# What you will do:
Pictures do not belong in the copy, so please give every entry below again exactly.

Dataset items:
* * *

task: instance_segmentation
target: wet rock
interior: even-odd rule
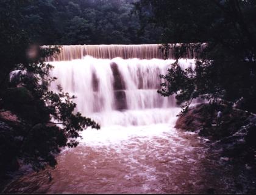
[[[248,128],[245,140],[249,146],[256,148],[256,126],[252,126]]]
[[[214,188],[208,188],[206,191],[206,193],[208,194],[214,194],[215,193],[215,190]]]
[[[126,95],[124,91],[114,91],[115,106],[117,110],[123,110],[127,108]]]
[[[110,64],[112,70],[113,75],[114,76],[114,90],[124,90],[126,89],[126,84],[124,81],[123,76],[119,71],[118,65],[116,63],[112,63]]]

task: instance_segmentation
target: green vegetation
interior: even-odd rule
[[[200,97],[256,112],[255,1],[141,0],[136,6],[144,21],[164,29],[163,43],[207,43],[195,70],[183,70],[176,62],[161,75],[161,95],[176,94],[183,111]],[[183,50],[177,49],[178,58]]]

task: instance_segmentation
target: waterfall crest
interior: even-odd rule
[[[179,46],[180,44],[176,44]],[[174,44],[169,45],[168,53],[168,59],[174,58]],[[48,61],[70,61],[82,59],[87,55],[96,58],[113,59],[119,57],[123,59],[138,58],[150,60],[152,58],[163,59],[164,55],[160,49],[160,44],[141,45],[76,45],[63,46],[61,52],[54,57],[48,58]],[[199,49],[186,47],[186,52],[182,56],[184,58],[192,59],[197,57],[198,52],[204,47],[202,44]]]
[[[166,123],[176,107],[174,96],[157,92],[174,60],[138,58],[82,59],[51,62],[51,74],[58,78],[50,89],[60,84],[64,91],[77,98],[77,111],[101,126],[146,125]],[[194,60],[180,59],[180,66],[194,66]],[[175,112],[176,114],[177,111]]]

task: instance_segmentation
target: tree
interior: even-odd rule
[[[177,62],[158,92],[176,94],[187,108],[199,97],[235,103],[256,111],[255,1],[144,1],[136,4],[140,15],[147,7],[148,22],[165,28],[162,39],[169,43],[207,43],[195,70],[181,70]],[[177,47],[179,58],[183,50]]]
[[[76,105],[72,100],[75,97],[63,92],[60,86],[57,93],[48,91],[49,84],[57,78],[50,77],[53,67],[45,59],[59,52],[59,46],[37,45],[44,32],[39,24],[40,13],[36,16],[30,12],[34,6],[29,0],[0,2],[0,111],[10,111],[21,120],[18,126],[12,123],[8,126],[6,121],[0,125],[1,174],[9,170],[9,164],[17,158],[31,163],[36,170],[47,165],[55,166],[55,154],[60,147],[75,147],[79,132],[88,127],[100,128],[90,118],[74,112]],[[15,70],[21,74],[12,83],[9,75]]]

* * *

# Complete output:
task: instance_segmentation
target: wet rock
interior: even-odd rule
[[[248,128],[245,140],[249,146],[256,148],[256,126],[252,126]]]
[[[214,188],[208,188],[206,191],[206,193],[208,194],[214,194],[215,193],[215,190]]]
[[[126,95],[124,91],[114,91],[115,106],[117,110],[123,110],[127,108]]]
[[[110,64],[112,70],[113,75],[114,76],[114,90],[124,90],[126,89],[126,84],[124,81],[123,76],[119,71],[118,65],[116,63],[112,63]]]

task: instance_segmentation
target: green vegetation
interior: even-odd rule
[[[200,97],[256,112],[255,1],[141,0],[136,6],[144,21],[164,29],[163,43],[207,43],[195,70],[183,70],[176,62],[161,75],[161,95],[176,94],[183,111]],[[183,50],[177,49],[178,58]]]

task: instance_segmentation
target: waterfall crest
interior: even-odd rule
[[[179,46],[180,44],[176,44]],[[174,44],[169,45],[168,53],[168,59],[174,58]],[[48,61],[70,61],[82,59],[87,55],[96,58],[113,59],[119,57],[123,59],[138,58],[150,60],[152,58],[163,59],[164,55],[160,49],[160,44],[141,45],[76,45],[63,46],[61,52],[54,57],[48,58]],[[199,49],[186,47],[186,52],[182,56],[184,58],[192,59],[197,57],[198,52],[204,47],[202,44]]]
[[[166,123],[176,107],[174,96],[157,92],[174,60],[138,58],[82,59],[51,62],[51,74],[58,78],[50,89],[60,84],[64,91],[77,98],[77,111],[101,126],[146,125]],[[194,60],[180,59],[180,66],[194,66]],[[175,112],[176,114],[177,111]]]

task: instance_segmentation
target: tree
interior: even-odd rule
[[[177,62],[158,92],[176,94],[187,108],[199,97],[235,103],[256,111],[255,1],[144,1],[136,4],[140,15],[147,7],[148,22],[165,28],[162,39],[169,43],[207,43],[195,70],[181,70]],[[177,47],[179,58],[183,50]]]
[[[76,105],[72,100],[75,97],[63,92],[60,86],[57,93],[48,91],[49,84],[57,78],[50,77],[53,67],[45,59],[59,52],[59,46],[37,45],[44,32],[39,24],[40,13],[36,16],[30,12],[34,6],[29,0],[0,2],[0,111],[10,111],[21,120],[18,126],[12,123],[8,126],[6,121],[0,125],[1,174],[9,170],[9,164],[17,158],[31,163],[36,170],[47,165],[55,166],[55,154],[60,147],[75,147],[79,132],[88,127],[100,128],[90,118],[74,112]],[[15,70],[21,74],[12,83],[9,75]]]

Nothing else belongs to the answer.